Records to process:

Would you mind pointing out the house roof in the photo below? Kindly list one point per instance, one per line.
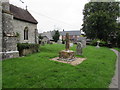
(48, 35)
(21, 14)
(63, 33)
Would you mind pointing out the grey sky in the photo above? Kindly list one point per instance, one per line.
(62, 14)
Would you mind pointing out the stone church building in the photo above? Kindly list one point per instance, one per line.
(16, 26)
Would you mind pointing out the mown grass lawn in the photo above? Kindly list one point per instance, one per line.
(118, 49)
(37, 71)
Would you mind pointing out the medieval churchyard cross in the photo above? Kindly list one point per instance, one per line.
(67, 44)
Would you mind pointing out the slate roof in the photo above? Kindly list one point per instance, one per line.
(21, 14)
(48, 35)
(63, 33)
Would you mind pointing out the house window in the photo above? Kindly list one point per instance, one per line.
(26, 33)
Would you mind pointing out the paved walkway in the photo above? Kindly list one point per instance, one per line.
(115, 83)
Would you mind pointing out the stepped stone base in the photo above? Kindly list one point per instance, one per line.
(67, 55)
(9, 54)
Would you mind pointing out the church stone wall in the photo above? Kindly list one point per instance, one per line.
(19, 26)
(9, 42)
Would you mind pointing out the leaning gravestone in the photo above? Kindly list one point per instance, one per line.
(59, 42)
(71, 44)
(79, 48)
(83, 43)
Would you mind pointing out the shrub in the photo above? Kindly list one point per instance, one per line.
(25, 46)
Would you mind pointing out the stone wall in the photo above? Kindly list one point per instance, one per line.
(9, 42)
(19, 26)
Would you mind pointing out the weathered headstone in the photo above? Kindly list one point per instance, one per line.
(98, 42)
(59, 42)
(71, 44)
(83, 43)
(79, 48)
(67, 45)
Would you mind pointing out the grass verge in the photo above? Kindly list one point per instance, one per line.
(37, 71)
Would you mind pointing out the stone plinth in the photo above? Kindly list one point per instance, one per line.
(66, 55)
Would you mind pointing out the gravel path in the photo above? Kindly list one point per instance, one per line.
(115, 83)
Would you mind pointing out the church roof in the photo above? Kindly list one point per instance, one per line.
(22, 14)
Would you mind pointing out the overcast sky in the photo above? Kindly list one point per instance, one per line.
(52, 14)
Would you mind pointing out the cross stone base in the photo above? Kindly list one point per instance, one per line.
(67, 55)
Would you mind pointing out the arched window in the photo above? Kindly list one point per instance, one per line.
(26, 33)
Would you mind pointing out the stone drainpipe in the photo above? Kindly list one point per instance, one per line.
(9, 48)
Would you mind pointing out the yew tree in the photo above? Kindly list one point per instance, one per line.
(100, 20)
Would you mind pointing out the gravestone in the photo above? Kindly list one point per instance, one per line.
(59, 42)
(67, 44)
(79, 48)
(71, 44)
(83, 43)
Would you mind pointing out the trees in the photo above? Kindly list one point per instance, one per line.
(100, 20)
(56, 36)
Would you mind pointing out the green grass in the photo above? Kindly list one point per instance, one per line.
(37, 71)
(118, 49)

Exercise objective: Convert all the lines above into a two-column CSV with the headers instruction and response. Give one row per line, with the line's text and its answer each in a single quoted field, replace line breaks with spaces, and leave the pictures out.

Solved exercise:
instruction,response
"Would you mind pointing out the house roof in the photo below? Kindly list one point per instance, one per line.","(48, 35) (21, 14) (63, 33)"
"Would you mind pointing out the grey sky in the photo above? Kindly list one point per instance, one per line.","(62, 14)"
"Would you mind pointing out the stone church building in the photo above? Kindly list one point per instance, one per line.","(16, 26)"
"Would you mind pointing out the mown grass lawn in the photo above? Kindly list one point per instance, one per line.","(118, 49) (37, 71)"
"Would you mind pointing out the medieval churchyard cross in the photo above? Kindly list one point per instance, one per line.","(67, 44)"
"Would you mind pointing out the slate roof in the photo above? Kindly list one point per instance, one per line.","(21, 14) (48, 35) (63, 33)"
"Would you mind pointing out the house window in the photo above? Kindly list one point per instance, one per line.","(26, 33)"
"Would you mind pointing out the paved walkway in the photo above? Kindly list one point per instance, one per line.","(115, 83)"
"Would you mind pointing out the stepped stone base in the photo above? Kindly list one point per instance, one per line.","(67, 55) (9, 54)"
"Would you mind pointing out the church stone wall in the photo above? Kindly list one point per instance, one per line.","(19, 26) (9, 42)"
"Would you mind pointing out the leaning gravestone in the photo above? Kindly list one point per instance, one per line.","(59, 42) (71, 44) (79, 48) (83, 43)"
"Would you mind pointing out the shrub in the photo above? Kindly list one point per instance, one per line.","(25, 46)"
"Would you mind pointing out the stone wall in the photo above? Kindly list one point per instance, one per line.","(9, 42) (19, 26)"
"Would you mind pointing out the weathered headstone in the photo above? Kindly list one point per instance, one per line.","(98, 42) (59, 42) (71, 44) (83, 43) (79, 48) (67, 45)"
"Would you mind pointing out the grass verge in the photo above? Kindly list one point per instance, one per line.","(37, 71)"
"Would you mind pointing out the stone plinth in the photo above? Kindly list one point per instance, one per line.","(66, 55)"
"Would you mind pointing out the gravel path in the photo above? Kindly list one point per instance, one per line.","(115, 83)"
"Would you mind pointing out the church roof in the photo above? Kindly list one point per instance, one per line.","(22, 14)"
"Would you mind pointing out the overcast sky in the photo above? Kindly list one point per instance, one per line.","(52, 14)"
"Would you mind pointing out the cross stone base in the photo above? Kindly list one point per instance, one per line.","(67, 55)"
"Would you mind pointing out the arched window in the photo above? Kindly list one point per instance, one per line.","(26, 33)"
"Would you mind pointing out the stone drainpipe in the photo above? Kindly list one point per instance, one per line.","(9, 48)"
"Would you mind pointing out the yew tree in the photo above? Kindly list one point per instance, one per line.","(100, 20)"
"Would you mind pointing out the gravestone in the photo above? Kindly list one point per instance, one per line.","(59, 42) (67, 44) (79, 48) (71, 44) (83, 43)"
"Would you mind pointing out the trees in the photo above? Kindly list one point per instance, one per line.","(100, 20) (56, 36)"
"Would you mind pointing out the green grass in the photo above? Kindly list one point per instance, one per line.","(37, 71) (118, 49)"